▶ ABOUT THIS EXERCISE: In the records below, find the line containing "sky in this photo." and restate it and all lines after it exactly, through the last line.

▶ DATA EXTRACTS:
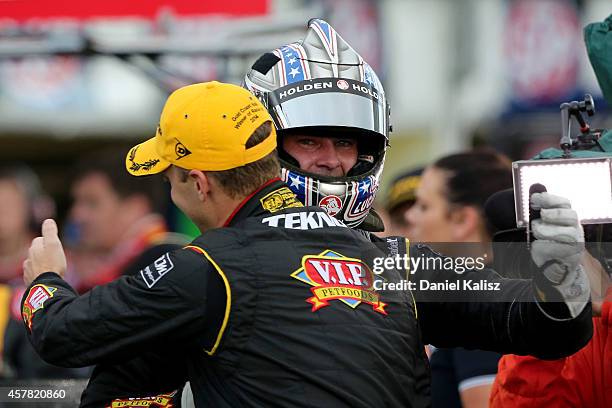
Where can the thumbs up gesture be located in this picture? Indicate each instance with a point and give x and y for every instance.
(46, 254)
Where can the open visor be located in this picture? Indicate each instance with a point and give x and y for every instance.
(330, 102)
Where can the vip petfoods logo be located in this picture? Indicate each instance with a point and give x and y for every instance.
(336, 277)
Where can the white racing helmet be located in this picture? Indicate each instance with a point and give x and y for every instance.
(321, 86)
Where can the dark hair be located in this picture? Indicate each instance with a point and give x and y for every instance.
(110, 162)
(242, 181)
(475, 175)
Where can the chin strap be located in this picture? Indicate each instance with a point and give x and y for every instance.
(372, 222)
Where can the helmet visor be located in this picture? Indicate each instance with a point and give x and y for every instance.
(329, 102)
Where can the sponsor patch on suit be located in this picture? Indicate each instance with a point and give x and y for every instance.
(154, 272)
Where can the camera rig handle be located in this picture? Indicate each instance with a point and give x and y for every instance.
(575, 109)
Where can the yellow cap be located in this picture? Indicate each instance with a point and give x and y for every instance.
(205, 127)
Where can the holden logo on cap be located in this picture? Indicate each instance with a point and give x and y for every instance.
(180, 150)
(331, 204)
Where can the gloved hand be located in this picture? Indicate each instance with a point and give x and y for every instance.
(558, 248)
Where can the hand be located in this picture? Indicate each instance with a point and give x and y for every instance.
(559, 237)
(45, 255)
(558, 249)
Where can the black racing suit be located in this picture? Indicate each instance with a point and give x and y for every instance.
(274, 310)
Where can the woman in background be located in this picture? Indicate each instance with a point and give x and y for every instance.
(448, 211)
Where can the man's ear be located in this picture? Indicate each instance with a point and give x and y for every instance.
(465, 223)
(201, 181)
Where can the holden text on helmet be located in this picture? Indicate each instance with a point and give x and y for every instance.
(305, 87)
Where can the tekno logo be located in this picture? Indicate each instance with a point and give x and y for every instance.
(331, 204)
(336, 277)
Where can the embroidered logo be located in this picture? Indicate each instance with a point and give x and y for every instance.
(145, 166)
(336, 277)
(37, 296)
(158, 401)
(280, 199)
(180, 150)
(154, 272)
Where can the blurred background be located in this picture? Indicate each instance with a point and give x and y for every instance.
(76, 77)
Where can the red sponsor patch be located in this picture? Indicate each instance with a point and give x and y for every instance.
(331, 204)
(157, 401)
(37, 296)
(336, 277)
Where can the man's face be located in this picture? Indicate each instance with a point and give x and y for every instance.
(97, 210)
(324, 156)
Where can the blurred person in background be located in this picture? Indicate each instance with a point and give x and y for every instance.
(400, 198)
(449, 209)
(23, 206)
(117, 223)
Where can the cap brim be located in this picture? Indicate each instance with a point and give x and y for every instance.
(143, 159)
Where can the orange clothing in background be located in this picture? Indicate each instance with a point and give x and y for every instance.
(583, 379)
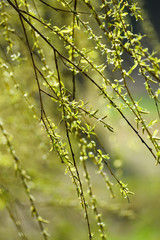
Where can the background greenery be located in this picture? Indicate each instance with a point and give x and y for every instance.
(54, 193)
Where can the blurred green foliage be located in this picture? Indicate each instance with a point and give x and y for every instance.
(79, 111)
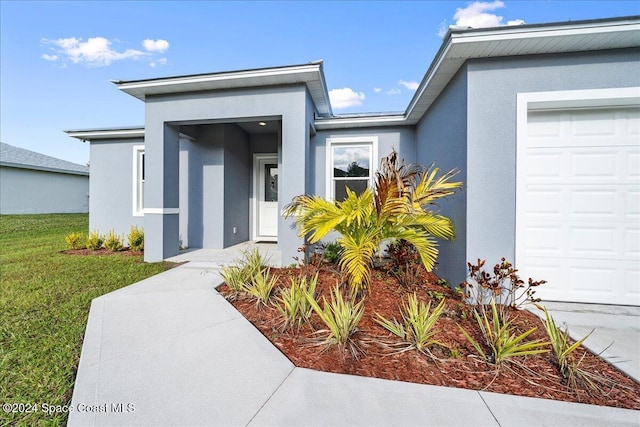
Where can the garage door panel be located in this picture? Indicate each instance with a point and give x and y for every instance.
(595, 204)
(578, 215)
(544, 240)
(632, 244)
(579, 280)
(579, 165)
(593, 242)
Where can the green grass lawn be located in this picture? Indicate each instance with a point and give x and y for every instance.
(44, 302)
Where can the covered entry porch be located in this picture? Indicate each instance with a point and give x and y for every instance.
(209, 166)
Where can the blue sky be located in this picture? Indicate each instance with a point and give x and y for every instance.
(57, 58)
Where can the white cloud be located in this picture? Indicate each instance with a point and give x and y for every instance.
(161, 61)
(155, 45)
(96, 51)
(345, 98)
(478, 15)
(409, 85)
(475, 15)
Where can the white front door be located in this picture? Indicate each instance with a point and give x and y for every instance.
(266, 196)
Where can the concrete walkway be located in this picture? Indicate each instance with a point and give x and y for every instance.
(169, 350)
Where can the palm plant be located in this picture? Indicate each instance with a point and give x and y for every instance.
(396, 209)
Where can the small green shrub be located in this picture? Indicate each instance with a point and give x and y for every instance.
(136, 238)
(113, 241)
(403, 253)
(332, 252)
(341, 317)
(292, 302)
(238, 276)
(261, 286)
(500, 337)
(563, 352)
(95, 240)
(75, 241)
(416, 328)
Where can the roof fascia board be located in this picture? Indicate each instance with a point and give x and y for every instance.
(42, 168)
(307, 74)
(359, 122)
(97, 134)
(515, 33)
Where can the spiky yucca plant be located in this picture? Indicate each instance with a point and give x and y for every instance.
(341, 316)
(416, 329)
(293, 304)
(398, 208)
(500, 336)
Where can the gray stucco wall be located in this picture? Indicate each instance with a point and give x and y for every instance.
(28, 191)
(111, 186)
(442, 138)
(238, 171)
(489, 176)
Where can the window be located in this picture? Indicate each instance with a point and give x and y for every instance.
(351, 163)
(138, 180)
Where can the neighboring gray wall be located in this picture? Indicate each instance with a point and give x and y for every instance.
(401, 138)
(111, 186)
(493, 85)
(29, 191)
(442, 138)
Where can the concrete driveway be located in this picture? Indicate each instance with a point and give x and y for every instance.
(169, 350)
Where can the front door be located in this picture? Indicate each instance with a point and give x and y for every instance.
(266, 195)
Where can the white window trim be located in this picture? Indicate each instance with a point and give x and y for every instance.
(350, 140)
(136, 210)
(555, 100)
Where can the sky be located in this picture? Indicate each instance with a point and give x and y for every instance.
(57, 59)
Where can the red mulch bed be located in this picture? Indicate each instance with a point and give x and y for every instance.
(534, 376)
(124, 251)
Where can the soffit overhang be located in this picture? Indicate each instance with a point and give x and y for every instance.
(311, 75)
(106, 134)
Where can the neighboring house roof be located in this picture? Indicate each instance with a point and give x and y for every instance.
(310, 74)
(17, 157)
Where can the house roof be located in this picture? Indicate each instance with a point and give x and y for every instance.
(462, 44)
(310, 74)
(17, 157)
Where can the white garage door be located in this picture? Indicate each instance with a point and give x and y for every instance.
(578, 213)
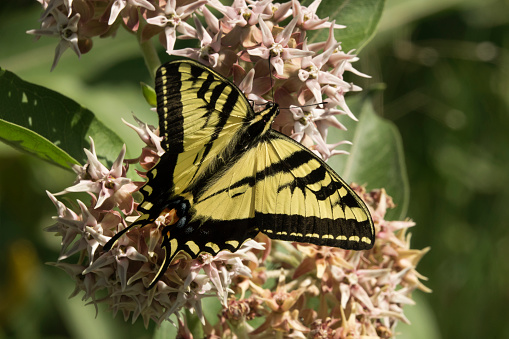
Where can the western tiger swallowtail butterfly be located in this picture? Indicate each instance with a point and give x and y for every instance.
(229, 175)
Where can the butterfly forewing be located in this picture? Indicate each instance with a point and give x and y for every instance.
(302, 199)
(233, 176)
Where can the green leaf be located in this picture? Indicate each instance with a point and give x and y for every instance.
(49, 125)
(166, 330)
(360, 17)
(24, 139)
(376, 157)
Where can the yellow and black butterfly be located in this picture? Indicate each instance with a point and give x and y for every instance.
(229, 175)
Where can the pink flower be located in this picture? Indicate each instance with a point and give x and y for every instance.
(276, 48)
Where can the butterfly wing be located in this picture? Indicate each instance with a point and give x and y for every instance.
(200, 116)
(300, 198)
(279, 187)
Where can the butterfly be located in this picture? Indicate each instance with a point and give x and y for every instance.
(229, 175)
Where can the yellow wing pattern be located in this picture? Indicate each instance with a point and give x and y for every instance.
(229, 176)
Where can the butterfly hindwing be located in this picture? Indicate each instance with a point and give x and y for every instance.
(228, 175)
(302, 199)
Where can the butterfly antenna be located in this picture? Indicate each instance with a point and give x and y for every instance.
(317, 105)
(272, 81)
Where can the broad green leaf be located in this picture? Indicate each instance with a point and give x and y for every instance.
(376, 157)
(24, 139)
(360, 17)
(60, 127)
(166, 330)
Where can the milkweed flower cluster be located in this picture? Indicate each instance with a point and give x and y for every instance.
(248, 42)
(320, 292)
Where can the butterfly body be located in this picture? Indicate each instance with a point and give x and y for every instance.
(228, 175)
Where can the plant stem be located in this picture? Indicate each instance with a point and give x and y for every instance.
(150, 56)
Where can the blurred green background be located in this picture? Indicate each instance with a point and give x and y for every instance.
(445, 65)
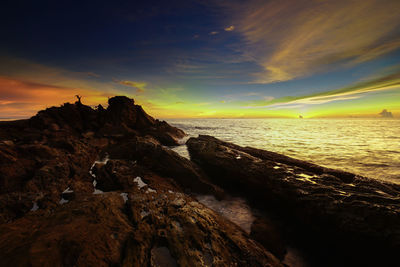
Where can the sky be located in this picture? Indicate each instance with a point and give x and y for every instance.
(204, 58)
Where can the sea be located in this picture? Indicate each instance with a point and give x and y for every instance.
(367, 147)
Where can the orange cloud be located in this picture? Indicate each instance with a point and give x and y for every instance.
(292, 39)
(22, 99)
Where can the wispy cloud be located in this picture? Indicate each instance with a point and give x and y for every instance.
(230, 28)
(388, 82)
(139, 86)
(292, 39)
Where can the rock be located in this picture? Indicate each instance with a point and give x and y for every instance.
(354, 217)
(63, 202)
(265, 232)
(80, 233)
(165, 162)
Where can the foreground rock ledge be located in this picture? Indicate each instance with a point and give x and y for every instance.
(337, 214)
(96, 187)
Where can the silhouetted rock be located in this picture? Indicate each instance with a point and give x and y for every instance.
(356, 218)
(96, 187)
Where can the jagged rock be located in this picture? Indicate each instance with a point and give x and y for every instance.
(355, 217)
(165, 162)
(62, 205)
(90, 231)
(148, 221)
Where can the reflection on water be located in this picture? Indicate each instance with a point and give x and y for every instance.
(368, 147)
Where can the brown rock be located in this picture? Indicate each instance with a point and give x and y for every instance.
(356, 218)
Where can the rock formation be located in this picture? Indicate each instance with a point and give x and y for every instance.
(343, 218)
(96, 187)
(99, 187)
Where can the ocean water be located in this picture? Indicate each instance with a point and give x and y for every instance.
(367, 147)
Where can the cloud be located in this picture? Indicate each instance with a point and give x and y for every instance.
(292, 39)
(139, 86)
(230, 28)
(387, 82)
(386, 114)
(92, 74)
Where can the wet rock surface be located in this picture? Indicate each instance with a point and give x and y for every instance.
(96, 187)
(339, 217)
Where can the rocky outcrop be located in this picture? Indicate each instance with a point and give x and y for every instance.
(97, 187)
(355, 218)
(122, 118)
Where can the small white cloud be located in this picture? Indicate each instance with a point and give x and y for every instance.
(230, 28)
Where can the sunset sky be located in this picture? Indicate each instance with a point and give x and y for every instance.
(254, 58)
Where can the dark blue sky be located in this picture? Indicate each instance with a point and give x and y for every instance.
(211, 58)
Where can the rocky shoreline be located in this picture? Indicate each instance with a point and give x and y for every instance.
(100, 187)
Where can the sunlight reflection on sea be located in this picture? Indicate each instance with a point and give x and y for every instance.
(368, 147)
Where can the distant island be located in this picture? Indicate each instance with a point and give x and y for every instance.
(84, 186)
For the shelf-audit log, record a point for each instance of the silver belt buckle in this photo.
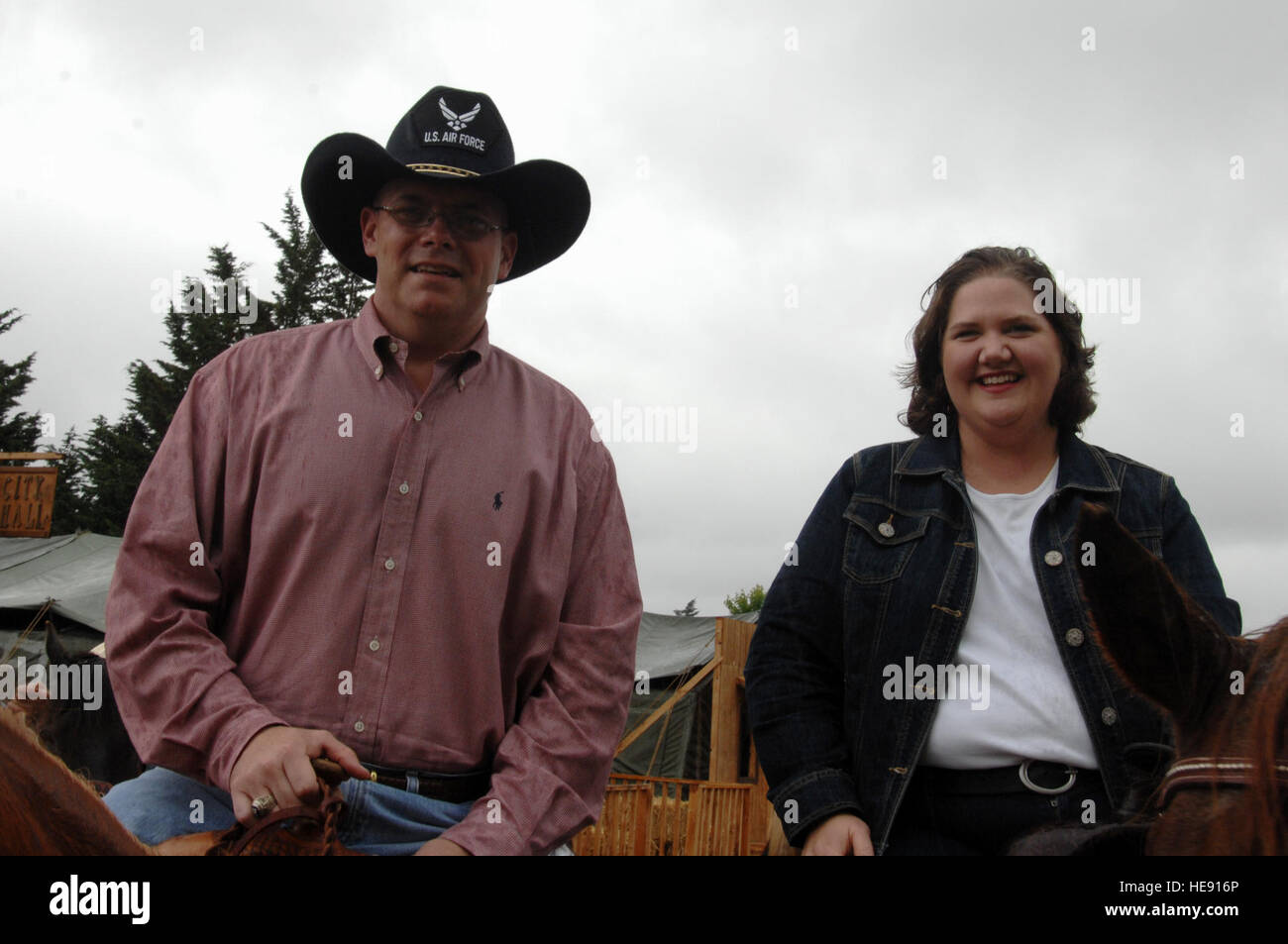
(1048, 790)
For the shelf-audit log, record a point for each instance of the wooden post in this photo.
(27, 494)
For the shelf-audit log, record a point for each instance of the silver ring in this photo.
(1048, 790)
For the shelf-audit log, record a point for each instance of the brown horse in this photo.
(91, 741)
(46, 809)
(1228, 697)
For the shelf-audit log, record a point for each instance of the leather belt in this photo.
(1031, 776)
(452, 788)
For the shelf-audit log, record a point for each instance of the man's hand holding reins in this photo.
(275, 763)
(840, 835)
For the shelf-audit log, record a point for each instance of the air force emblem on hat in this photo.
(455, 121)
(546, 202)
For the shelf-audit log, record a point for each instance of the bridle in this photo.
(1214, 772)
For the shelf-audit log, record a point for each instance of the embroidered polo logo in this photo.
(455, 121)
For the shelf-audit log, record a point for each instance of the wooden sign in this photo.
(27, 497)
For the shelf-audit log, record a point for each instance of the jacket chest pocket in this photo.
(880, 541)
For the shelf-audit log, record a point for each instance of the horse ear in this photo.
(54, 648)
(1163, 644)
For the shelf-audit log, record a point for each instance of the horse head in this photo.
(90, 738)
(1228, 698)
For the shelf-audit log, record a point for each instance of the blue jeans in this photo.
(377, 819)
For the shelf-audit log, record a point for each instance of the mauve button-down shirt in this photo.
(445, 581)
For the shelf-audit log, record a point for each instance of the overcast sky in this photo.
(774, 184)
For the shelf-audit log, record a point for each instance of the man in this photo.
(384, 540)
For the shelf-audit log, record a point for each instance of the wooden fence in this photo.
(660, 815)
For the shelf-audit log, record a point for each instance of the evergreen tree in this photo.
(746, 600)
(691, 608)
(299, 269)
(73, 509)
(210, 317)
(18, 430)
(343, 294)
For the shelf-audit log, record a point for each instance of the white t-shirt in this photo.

▶ WRITTEN SOLUTION:
For the shelf-audit log, record a point for each instance of the overcast sky in this photo.
(774, 184)
For the shelf-audit log, record a point for each instance of the man in this photo.
(384, 540)
For the shelf-audit log, record a point for each instance of the wooden fence in this photo.
(660, 815)
For the shelf-audit log, record a point for each instance of the evergreen tree in this photo.
(746, 600)
(691, 608)
(299, 269)
(73, 509)
(210, 317)
(18, 430)
(343, 294)
For the shelf-audit log, record a point for each instance of the white t-shirt in this photo.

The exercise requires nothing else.